* **Passage provided**:
** START **

Table 4 Details of the theoretical cross-section calculations. For MadGraph5_aMC@NLO, two different functional forms are used for the renormalisation and factorisation scales. Additionally, the leading-order Pythia calculations were done with three different options for the \(g\rightarrow b\bar{b}\) splitting, as described in the text. The PowhegBox sample is the one used for the nominal \(t\bar{t}\) prediction in the analyses

5 Object and event selection

5.1 Object reconstruction

A description of the main reconstruction and identification criteria applied for electrons, muons, jets and b-jets is given below.

** END **

* **Source excerpt**:
** START **

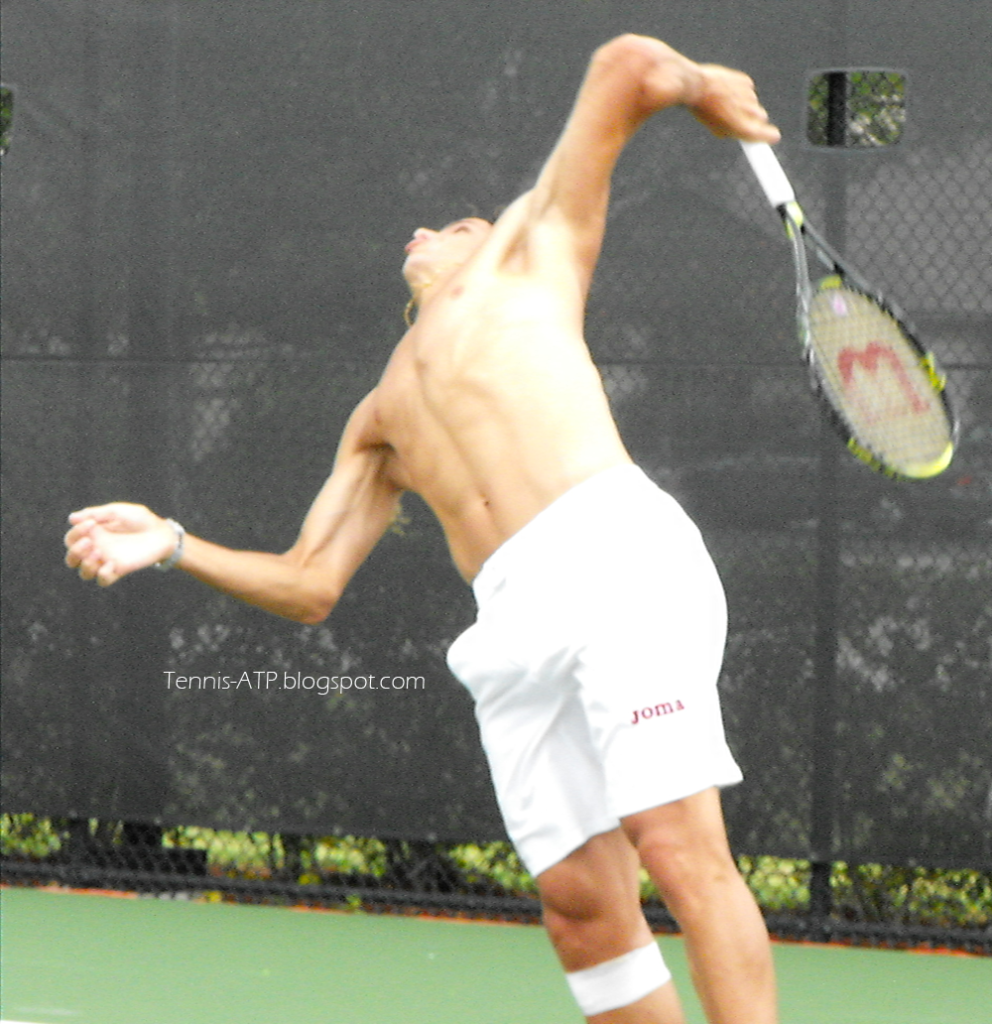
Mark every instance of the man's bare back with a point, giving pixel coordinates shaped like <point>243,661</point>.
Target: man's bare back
<point>490,407</point>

** END **

* **Task requirements**:
1/ Quote the passage on theoretical cross-section calculations from "5.1 Object reconstruction" to "is given below.".
2/ In the passage on theoretical cross-section calculations, how many different functional forms are used for the renormalisation and factorisation scales in MadGraph5_aMC@NLO?

* **Exercise solutions**:
1/
5.1 Object reconstruction

A description of the main reconstruction and identification criteria applied for electrons, muons, jets and b-jets is given below.

2/ Two different functional forms are used.